■ Work request A ■
In the essay on Africa and the ET 302 passengers, how many passengers were headed to a United Nations environment conference in Nairobi?
■ Work request B ■
Please pick up the essay on Africa and the ET 302 passengers after its last sentence and carry it on.

Source document Start Marker

The Economist’s latest meta-opinion on Africa (after “hopeless” in 2000 and “rising” in 2011) has settled on “the new scramble”. Vast commercial opportunities and an exploding population are driving a worldwide surge of interest in Africa, argues the newspaper. Unlike previous scrambles, this time “the main winners will be Africans themselves” if they play their cards right. In practice, this means a better governed and more integrated continent, where trade and investment flows increase prosperity and deepen people-to-people links.

In a crude way, “35” implies that the metaphor is apt. All the big powers described as rushing into Africa had multiple victims. When one considers what so many of the passengers did for a living, it works less well.

Seated among family members returning home, students and educators, a nun renewing her passport, were dozens of men and women who worked in international development. Broadly speaking, they comprised the largest group of passengers. Their vocations ran the gamut: migration and refugee support; food and water initiatives; disaster relief; post-conflict assistance; health care; development finance; aid to children; faith-based organisations; and cultural protection. Nineteen passengers were en-route to a United Nations environment conference in Nairobi. It is striking how many others were affiliated in some way to the UN.

Each was remembered as dedicated and passionate. In my experience, they usually are.

Richard Falk, a former UN Special Rapporteur, recently called for a stronger UN presence in international life, lamenting the organisation’s decline almost to “the vanishing point with respect to overarching challenges that states acting on their own cannot hope to overcome”.

One modest inference that can be drawn from ET 302 is that Falk wasn’t talking about Africa.

Source document End Marker
Dataset Start Marker

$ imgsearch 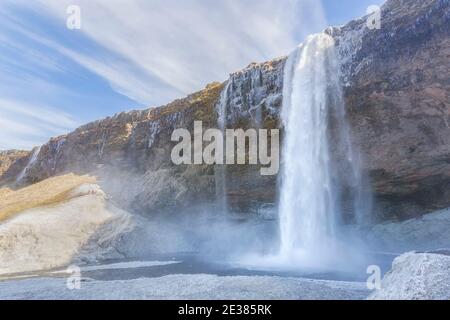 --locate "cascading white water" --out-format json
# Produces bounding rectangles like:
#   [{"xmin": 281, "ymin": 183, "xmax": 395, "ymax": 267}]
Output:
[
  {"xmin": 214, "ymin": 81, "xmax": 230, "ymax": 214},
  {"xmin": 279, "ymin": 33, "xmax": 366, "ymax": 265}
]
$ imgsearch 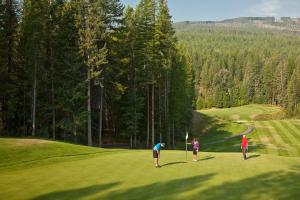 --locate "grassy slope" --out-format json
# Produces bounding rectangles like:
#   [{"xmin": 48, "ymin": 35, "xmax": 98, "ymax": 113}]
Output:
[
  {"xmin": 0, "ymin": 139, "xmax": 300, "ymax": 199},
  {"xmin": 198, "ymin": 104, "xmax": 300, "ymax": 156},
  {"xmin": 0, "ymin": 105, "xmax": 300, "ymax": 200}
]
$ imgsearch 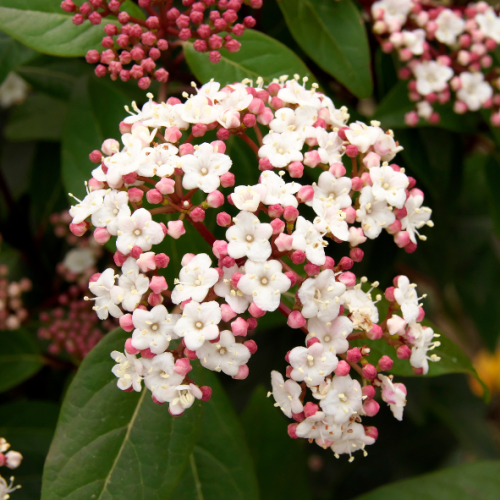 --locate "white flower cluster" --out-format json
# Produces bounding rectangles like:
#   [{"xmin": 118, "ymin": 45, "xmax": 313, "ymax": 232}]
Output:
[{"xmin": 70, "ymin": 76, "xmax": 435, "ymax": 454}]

Dataset End Marker
Dataset Start Marker

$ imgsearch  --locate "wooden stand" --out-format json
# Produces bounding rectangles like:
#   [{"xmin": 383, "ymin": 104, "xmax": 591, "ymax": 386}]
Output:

Dataset End Marker

■ Written response A ■
Nineteen

■ Written response B ■
Seemingly plain from this tragedy: the UN’s tentacles reach deeper into Africa than is commonly realised. Few Africans know what it actually does or how it operates; relatively few people anywhere do. That matters more here because the UN is so ubiquitous. And Africans still have comparatively little say over how it works.

Threats to sovereignty can come in many guises. Being at the margins of global politics, African states have to balance their need for help against usurpations (real or perceived) of their authority. For some governments, “35” might be a sign of strength or pride. For most, it probably stirs unease.

One of Rwandan President Paul Kagame’s cri de coeurs, which echoes various post-colonial African thinkers who have said much the same, comes readily to mind: “Africa’s story has been written by others; we need to own our problems and solutions and write our story.”

Last week the African Development Bank boasted that Africa’s economic growth was at a seven-year high, with East Africa once again leading the way. By rights, there should have been plenty of business people shuttling between the region’s main hubs on that Sunday morning. There was only a handful.

A cabin loaded with investors and executive types has a particular din. The bustle inside ET 302 before take-off was almost certainly different. Less suggestive of “Africa rising”, perhaps, than “back to the future”: conversations about challenges, and more challenges. That’s what brought so many passengers to Africa, after all.

A month on from the crash, Boeing finds itself in a near-existential crisis. The company will no doubt survive but the damage has been colossal. Corporate America is now in the firing line, too. ET 302 and JT 610 are increasingly portrayed as symptomatic of Washington’s soft-pedalling on abuses by big business. Some have even blamed Donald Trump.

In the grand sweep, ET 302 – an African plane lost on African soil – will probably be remembered that way: a part of another story. Not an African one.

If a small mercy can be found in the fate of its crew and passengers, maybe it is in simply knowing something of their lives. Their own stories would never have been known outside their work, family and friends. Now they are legion. Every life lived fully, every smile captured in a photograph somehow perfect. That’s how it seems, now that they are gone without warning. DM

Dr Terence McNamee is a global fellow of the Wilson Centre in Washington DC. He lives in Johannesburg.